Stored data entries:
▼▼▼
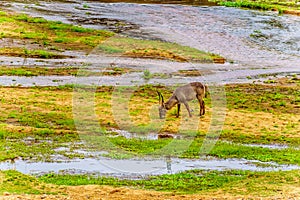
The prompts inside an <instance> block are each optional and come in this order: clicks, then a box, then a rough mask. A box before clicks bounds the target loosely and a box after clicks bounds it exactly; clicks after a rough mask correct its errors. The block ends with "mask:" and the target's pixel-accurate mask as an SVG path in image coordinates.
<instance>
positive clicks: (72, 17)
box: [1, 0, 300, 85]
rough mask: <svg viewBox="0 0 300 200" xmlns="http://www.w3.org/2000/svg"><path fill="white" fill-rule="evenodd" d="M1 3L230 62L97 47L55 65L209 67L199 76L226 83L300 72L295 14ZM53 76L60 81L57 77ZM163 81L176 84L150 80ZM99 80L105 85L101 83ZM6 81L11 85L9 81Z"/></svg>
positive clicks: (96, 6) (150, 67)
mask: <svg viewBox="0 0 300 200" xmlns="http://www.w3.org/2000/svg"><path fill="white" fill-rule="evenodd" d="M3 6H6V8H7V9H10V10H14V11H18V12H25V13H28V14H30V15H33V16H40V17H44V18H46V19H49V20H58V21H62V22H66V23H73V24H78V25H83V26H86V27H92V28H96V29H103V28H104V29H110V30H115V31H116V32H119V33H121V34H123V35H129V36H133V37H142V38H146V39H159V40H165V41H171V42H177V43H179V44H182V45H187V46H191V47H194V48H197V49H200V50H206V51H210V52H213V53H218V54H220V55H222V56H225V57H226V59H227V60H228V62H227V63H226V64H224V65H222V64H221V65H212V64H207V65H205V64H203V65H198V64H194V63H185V64H179V63H171V62H169V63H168V62H164V61H152V60H144V59H125V58H120V57H115V58H107V57H105V56H101V57H100V58H99V57H98V58H97V56H99V50H97V48H95V49H94V50H93V51H91V52H90V54H89V55H88V56H84V55H82V54H80V53H79V54H77V53H76V52H74V53H73V54H71V55H72V56H74V54H75V56H76V57H77V59H65V60H57V61H53V60H47V61H44V64H43V65H48V66H49V65H51V66H53V67H55V66H61V65H65V66H70V65H75V66H78V65H82V64H83V63H89V64H90V63H92V65H94V66H93V67H95V66H96V67H103V63H107V64H111V63H117V64H118V63H123V64H124V63H125V64H127V65H131V64H133V63H134V65H135V66H141V68H142V69H149V70H150V71H151V72H157V73H165V72H167V73H172V72H176V71H178V70H190V69H196V70H199V71H204V70H209V72H210V73H207V74H201V75H202V76H201V78H200V80H207V81H208V82H210V81H221V82H225V83H226V82H228V83H230V82H245V81H247V79H246V78H245V77H246V76H256V75H258V74H266V73H272V72H280V73H284V72H288V73H290V72H299V69H300V66H299V55H298V53H299V49H300V43H299V41H300V40H299V38H298V35H300V28H299V27H300V19H299V18H298V17H295V16H278V15H277V14H276V13H274V12H259V11H250V10H240V9H235V8H225V7H216V6H212V7H203V6H198V7H193V6H180V5H170V4H168V5H159V4H134V3H102V2H99V1H79V0H76V1H72V2H64V3H58V2H56V1H52V2H47V1H40V2H39V4H31V3H29V4H26V3H11V2H7V1H6V2H4V3H3ZM117 29H118V30H117ZM96 55H97V56H96ZM78 57H79V58H80V59H78ZM1 60H2V59H1ZM3 60H4V62H3V63H2V64H3V65H13V64H15V65H19V66H20V65H24V63H23V61H17V60H19V59H18V58H12V57H10V58H4V59H3ZM5 60H7V61H5ZM29 63H31V65H35V64H38V65H39V64H41V63H40V61H39V60H29V59H27V64H28V65H29ZM147 63H148V64H147ZM166 63H167V64H166ZM241 69H242V70H241ZM11 78H12V79H15V80H16V81H15V83H11V82H10V83H9V84H17V85H18V84H20V85H26V82H28V84H27V85H32V83H33V82H35V83H36V84H37V85H39V84H42V85H45V84H49V85H57V84H58V83H59V84H63V83H66V84H70V83H73V82H76V81H74V80H70V81H65V79H71V77H68V78H60V79H63V80H62V81H60V80H59V81H57V82H56V83H55V84H54V83H53V82H52V80H50V81H48V82H47V81H45V80H42V79H40V80H38V78H37V77H36V80H34V81H30V79H27V80H24V81H23V80H22V81H19V78H17V77H11ZM44 78H45V77H44ZM122 78H124V79H122ZM126 78H127V77H125V76H124V77H119V78H116V79H115V80H113V81H110V80H108V81H107V80H106V77H104V78H103V79H104V80H106V81H105V82H106V83H110V84H122V83H124V84H127V83H128V82H129V80H128V79H127V80H126ZM130 78H131V79H132V80H133V81H134V82H135V81H137V82H138V83H140V82H142V83H143V82H144V81H141V79H140V74H138V75H137V74H133V75H132V76H130ZM171 78H172V79H173V78H174V79H176V82H177V81H178V79H179V78H177V77H173V76H172V77H171ZM5 79H6V78H4V80H5ZM53 79H56V77H54V78H53ZM99 79H102V78H99ZM119 79H122V80H119ZM193 80H194V79H193ZM241 80H242V81H241ZM160 81H161V82H162V83H165V82H172V81H170V80H150V82H149V83H156V82H160ZM180 81H181V82H187V81H190V79H189V78H186V77H181V79H180ZM250 81H253V80H250ZM51 82H52V83H51ZM54 82H55V81H54ZM91 82H92V83H93V84H94V83H95V81H90V80H87V83H88V84H89V83H91ZM97 82H98V84H102V82H101V81H100V82H99V81H97ZM173 82H175V81H173ZM248 82H249V80H248ZM80 83H81V81H80ZM3 84H4V85H8V83H7V81H6V80H5V83H4V82H3Z"/></svg>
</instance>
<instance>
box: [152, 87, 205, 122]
mask: <svg viewBox="0 0 300 200" xmlns="http://www.w3.org/2000/svg"><path fill="white" fill-rule="evenodd" d="M206 91H207V86H206V85H203V84H202V83H200V82H192V83H189V84H186V85H183V86H181V87H178V88H177V89H176V90H175V91H174V92H173V95H172V96H171V97H170V98H169V100H168V101H167V102H166V103H165V102H164V98H163V96H162V94H161V93H160V92H158V96H159V101H160V104H161V105H160V107H159V116H160V118H164V117H165V114H166V111H167V110H170V109H171V108H172V107H174V106H175V105H177V117H179V112H180V105H181V103H183V104H184V105H185V107H186V109H187V111H188V112H189V116H190V117H192V114H191V111H190V108H189V105H188V101H191V100H193V99H196V98H197V99H198V101H199V105H200V113H199V114H200V116H201V115H204V114H205V104H204V101H203V98H204V97H206ZM160 99H162V100H160Z"/></svg>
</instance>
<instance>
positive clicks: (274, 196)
mask: <svg viewBox="0 0 300 200" xmlns="http://www.w3.org/2000/svg"><path fill="white" fill-rule="evenodd" d="M284 188H285V189H284V190H282V191H278V194H276V195H274V196H271V197H263V196H260V195H258V196H245V195H242V196H232V195H231V194H224V193H223V191H216V192H214V193H212V192H211V193H210V194H194V195H175V194H172V193H167V192H157V191H150V190H138V189H132V188H125V187H120V188H115V187H111V186H98V185H85V186H68V187H63V188H61V190H62V191H63V193H65V195H46V194H44V195H27V194H24V195H13V194H9V193H6V194H4V195H3V196H0V199H1V200H38V199H45V200H50V199H56V200H69V199H71V200H83V199H89V200H90V199H91V200H100V199H103V200H104V199H107V200H110V199H138V200H148V199H151V200H156V199H157V200H160V199H172V200H177V199H193V200H195V199H277V200H279V199H290V200H296V199H300V188H299V187H294V186H289V185H286V187H284Z"/></svg>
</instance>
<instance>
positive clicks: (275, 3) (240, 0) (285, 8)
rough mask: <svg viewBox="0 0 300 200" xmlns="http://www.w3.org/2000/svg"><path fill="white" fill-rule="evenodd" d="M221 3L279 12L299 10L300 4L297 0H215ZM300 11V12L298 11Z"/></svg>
mask: <svg viewBox="0 0 300 200" xmlns="http://www.w3.org/2000/svg"><path fill="white" fill-rule="evenodd" d="M213 1H214V2H217V3H218V4H219V5H222V6H228V7H240V8H248V9H256V10H273V11H274V10H275V11H278V13H279V14H282V13H288V11H299V10H300V5H299V4H297V1H289V0H279V1H276V0H269V1H266V0H258V1H255V0H234V1H223V0H213ZM298 13H299V12H298Z"/></svg>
▲▲▲
Task goal
Please rewrite the stretch from the line containing "3L230 62L97 47L55" through the line containing "positive clicks: (96, 6) (150, 67)", swapping "rough mask" for "coarse mask" and leaving everything else unchanged.

Answer to the exercise
coarse mask: <svg viewBox="0 0 300 200" xmlns="http://www.w3.org/2000/svg"><path fill="white" fill-rule="evenodd" d="M1 3L230 62L97 47L55 65L209 67L199 76L226 83L300 72L295 14ZM53 76L60 81L57 77ZM163 81L176 84L150 80ZM99 80L105 85L101 83ZM6 81L11 85L9 81Z"/></svg>
positive clicks: (96, 6) (150, 67)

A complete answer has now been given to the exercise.